> [YOUR TASKS]:
a - Reproduce the mailing-list message word for word from "Date: 2011-05-18 17:41:40" to "IN (select ....)".
b - In the mailing-list message, which setting did Clemens Eisserer have to increase to get an almost perfect plan?

> [EXCERPT TO READ]:
++++++++++++++++++++
Re: hash semi join caused by "IN (select ...)"

From: Scott Carey <scott(at)richrelevance(dot)com>
To: Clemens Eisserer <linuxhippy(at)gmail(dot)com>, "pgsql-performance(at)postgresql(dot)org" <pgsql-performance(at)postgresql(dot)org>
Subject: Re: hash semi join caused by "IN (select ...)"
Date: 2011-05-18 17:41:40
Message-ID: C9F95085.373D6%scott@richrelevance.com
Views: Raw Message | Whole Thread | Download mbox | Resend email
Thread:
Lists: pgsql-performance

On 5/17/11 12:38 AM, "Clemens Eisserer" <linuxhippy(at)gmail(dot)com> wrote:

>Hi,
>
>>> select .... from t1 left join t2 .... WHERE id IN (select ....)
>>
>> Does it work as expected with one less join? If so, try increasing
>> join_collapse_limit ...
>
>That did the trick - thanks a lot. I only had to increase
>join_collapse_limit a bit and now get an almost perfect plan.
++++++++++++++++++++
> [DATASET EXTRACT]:
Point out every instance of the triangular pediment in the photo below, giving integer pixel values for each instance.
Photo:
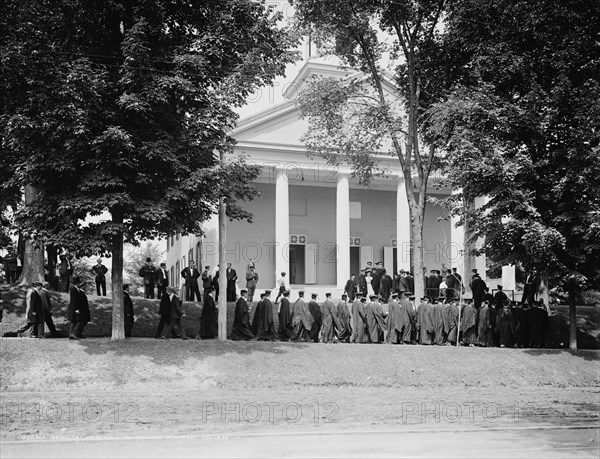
++++++++++++++++++++
> [TASK RESPONSES]:
a -
Date: 2011-05-18 17:41:40
Message-ID: C9F95085.373D6%scott@richrelevance.com
Views: Raw Message | Whole Thread | Download mbox | Resend email
Thread:
Lists: pgsql-performance

On 5/17/11 12:38 AM, "Clemens Eisserer" <linuxhippy(at)gmail(dot)com> wrote:

>Hi,
>
>>> select .... from t1 left join t2 .... WHERE id IN (select ....)

b - join_collapse_limit